▶ SELECTED PASSAGE
§

While the policy’s goals may have been cynical, the mayors have been an undeniable success. In Greater Manchester, mayor Andy Burnham spearheaded the creation of the Bee Network, a publicly-controlled transport network. His leadership over the course of the pandemic brought him the moniker of ‘King of the North’. In North Tyne, mayor Jamie Driscoll has earned praise from all sides of the political aisle for his principled leadership, and role in leading regeneration projects in and around Newcastle. In the West Midlands, Conservative Andy Street has become a lone voice of Tory resistance against the madness of proposals to cancel or further scale back HS2, knowing first-hand the obvious benefits the line would bring to Birmingham and the region. While the position of the Mayor of London has a different and earlier legislative origin than the metro mayors, Sadiq Khan has nevertheless become a powerful example of local democracy—he spearheaded the ULEZ expansion, despite opposition not just from Downing Street but also from the very top of his own party, and became the voice of London’s resistance towards Brexit and Trump.

§

▶ ENTRIES SUPPLIED
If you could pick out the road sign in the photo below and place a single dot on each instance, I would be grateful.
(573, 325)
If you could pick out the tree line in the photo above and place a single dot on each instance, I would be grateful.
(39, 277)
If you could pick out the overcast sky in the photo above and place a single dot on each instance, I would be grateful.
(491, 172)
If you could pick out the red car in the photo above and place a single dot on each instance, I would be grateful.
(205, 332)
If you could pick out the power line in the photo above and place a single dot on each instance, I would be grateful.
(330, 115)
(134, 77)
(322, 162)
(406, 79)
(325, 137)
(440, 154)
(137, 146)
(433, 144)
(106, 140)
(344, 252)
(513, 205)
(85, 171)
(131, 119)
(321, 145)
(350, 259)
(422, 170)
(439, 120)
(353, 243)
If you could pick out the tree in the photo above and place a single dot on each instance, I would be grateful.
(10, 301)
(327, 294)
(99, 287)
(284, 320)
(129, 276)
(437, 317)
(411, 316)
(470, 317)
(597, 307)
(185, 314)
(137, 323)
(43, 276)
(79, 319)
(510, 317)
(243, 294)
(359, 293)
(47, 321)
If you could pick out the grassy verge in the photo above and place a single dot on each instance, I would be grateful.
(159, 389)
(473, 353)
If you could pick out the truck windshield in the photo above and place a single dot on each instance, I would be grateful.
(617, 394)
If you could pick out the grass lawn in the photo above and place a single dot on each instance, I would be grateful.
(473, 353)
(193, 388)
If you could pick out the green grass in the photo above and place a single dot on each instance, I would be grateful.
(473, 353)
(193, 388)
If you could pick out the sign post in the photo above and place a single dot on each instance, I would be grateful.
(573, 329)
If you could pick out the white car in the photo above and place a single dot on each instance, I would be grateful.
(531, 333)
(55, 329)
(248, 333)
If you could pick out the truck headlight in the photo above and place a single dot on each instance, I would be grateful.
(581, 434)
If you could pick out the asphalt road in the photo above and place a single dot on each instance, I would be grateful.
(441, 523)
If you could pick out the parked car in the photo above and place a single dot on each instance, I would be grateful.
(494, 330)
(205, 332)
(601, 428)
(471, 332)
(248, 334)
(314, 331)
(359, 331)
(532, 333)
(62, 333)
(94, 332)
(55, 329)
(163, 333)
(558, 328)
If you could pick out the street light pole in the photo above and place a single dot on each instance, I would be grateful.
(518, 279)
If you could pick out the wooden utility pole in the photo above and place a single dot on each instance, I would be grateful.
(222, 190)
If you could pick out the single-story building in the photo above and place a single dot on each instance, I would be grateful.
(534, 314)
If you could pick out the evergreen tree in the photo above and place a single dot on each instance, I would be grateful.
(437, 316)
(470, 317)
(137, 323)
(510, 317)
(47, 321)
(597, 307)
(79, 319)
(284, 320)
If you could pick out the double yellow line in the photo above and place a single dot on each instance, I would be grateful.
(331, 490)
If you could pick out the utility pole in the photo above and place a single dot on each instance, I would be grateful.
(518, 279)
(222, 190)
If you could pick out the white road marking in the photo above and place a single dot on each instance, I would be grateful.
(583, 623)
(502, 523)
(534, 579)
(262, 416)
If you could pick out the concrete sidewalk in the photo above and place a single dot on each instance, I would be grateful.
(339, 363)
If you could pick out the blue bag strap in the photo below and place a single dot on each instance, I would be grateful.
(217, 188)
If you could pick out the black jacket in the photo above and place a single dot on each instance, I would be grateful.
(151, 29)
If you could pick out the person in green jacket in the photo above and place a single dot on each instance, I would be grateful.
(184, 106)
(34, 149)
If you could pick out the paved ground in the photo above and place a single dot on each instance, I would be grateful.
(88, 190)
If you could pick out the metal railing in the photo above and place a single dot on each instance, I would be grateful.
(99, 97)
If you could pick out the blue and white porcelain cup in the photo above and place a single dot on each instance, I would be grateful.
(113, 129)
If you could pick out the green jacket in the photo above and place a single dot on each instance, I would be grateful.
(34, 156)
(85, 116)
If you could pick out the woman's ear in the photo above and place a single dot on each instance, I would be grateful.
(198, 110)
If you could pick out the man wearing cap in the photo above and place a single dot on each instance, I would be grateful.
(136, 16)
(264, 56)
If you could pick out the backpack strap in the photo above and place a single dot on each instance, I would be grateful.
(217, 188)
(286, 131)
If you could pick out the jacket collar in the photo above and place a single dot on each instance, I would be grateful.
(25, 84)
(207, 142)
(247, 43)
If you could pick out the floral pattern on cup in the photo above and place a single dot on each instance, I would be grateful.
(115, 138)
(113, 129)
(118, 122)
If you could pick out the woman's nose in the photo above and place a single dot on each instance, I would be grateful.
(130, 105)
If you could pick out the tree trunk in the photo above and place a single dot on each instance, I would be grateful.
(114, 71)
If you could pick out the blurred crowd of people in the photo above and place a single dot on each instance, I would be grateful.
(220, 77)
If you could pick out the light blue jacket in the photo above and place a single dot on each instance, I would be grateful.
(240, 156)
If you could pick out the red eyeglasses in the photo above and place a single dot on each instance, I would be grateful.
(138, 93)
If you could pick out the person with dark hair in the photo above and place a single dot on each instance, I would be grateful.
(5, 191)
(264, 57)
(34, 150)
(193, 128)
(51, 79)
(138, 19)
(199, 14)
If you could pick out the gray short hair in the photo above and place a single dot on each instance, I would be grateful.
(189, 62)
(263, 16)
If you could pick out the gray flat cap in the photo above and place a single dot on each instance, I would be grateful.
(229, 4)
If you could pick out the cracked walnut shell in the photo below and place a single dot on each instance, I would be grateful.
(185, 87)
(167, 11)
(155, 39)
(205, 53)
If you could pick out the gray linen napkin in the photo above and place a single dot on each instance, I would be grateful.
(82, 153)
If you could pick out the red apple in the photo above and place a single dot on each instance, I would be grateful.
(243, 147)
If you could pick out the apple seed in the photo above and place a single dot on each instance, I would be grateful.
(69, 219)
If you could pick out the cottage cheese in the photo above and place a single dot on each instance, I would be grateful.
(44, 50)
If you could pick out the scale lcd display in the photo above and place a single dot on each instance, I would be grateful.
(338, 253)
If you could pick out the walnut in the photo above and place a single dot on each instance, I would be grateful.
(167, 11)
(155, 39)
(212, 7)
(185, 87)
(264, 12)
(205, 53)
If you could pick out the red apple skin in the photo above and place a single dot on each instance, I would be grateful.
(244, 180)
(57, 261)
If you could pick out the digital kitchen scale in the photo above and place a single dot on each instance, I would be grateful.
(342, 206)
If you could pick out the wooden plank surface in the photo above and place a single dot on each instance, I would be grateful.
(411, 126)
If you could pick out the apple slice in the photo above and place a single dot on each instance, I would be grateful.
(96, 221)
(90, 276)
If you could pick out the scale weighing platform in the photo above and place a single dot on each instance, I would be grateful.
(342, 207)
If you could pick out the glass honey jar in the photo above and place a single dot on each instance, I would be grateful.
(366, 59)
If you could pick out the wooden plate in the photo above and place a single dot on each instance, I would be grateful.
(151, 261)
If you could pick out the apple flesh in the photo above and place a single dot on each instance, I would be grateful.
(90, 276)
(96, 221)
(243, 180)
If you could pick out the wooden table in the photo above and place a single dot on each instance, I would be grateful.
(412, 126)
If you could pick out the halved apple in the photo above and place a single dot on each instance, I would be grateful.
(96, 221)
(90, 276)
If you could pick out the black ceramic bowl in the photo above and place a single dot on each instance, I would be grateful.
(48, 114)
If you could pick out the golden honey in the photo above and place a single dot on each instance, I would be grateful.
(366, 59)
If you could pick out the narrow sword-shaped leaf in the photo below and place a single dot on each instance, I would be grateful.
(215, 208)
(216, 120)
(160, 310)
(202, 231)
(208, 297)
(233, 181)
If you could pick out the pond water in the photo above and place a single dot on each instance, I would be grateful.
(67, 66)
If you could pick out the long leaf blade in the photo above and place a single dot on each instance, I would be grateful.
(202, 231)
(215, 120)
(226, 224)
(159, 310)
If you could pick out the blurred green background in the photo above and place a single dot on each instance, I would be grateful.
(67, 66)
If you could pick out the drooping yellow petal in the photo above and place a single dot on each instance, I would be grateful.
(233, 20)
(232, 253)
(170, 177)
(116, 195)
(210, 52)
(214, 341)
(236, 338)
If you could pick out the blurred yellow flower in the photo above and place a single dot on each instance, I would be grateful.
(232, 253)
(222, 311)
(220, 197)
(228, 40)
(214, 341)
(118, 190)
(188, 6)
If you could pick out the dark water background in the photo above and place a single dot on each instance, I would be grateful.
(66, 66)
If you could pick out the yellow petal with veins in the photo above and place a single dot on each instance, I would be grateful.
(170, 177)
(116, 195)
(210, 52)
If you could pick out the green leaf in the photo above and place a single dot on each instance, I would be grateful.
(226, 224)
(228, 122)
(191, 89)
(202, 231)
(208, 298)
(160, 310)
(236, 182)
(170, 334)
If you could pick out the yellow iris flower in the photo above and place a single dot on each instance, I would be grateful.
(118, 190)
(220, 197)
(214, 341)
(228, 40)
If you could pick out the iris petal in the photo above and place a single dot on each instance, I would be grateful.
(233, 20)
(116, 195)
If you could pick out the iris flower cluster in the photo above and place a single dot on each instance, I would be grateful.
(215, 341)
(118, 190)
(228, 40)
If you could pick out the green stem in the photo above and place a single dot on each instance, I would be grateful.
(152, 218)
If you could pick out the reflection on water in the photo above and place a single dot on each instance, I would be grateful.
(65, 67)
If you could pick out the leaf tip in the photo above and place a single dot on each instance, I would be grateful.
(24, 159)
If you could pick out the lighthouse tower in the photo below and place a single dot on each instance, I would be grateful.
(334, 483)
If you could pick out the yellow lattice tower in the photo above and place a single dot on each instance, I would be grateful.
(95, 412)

§

▶ EXPLORE THE MATERIAL
a) Answer these questions from the passage about the mayors:
(i) What publicly-controlled transport network did Andy Burnham spearhead?
(ii) Which mayor has earned praise from all sides of the political aisle for his principled leadership?
(iii) What expansion did Sadiq Khan spearhead?
b) Write what comes next in the passage about the mayors, picking up right after its final sentence.
The entries come from a different source than the passage about the mayors.

▶ ANSWERS BY ITEM
a)
(i) The Bee Network
(ii) Jamie Driscoll
(iii) The ULEZ expansion

b)
Glasgow needs a voice like this too. The closest thing the city currently has to a leader, the SNP council leader Susan Aitken, is virtually absent from public discourse. The city is in a difficult position: continuous council tax freezes and the withdrawal of EU funding mean that further regeneration schemes will require strong local leadership to fund ambitious ideas. The Clyde Metro, though still likely decades away, is still currently closer to fantasy than reality, with a proposed map that envisions four different forms of rail transport, in a city that doesn’t seem to have even one functional rail system today. Catching a bus is a demoralising insult, with a First Bus single now somehow being the most expensive bus ticket in all of the UK. The city centre is in nothing short of a state, with seemingly half of Sauchiehall Street, once one of Europe’s prime cultural thoroughfares, taken up by dodgy candy shops or burned out buildings. Short of the new Barclays headquarters development, and the Riverside Museum, the various Clyde regeneration schemes seem to have stalled. The M8 and the Clydeside Expressway continue to scar and divide the urban landscape, while their maintenance budget reaches astronomical heights.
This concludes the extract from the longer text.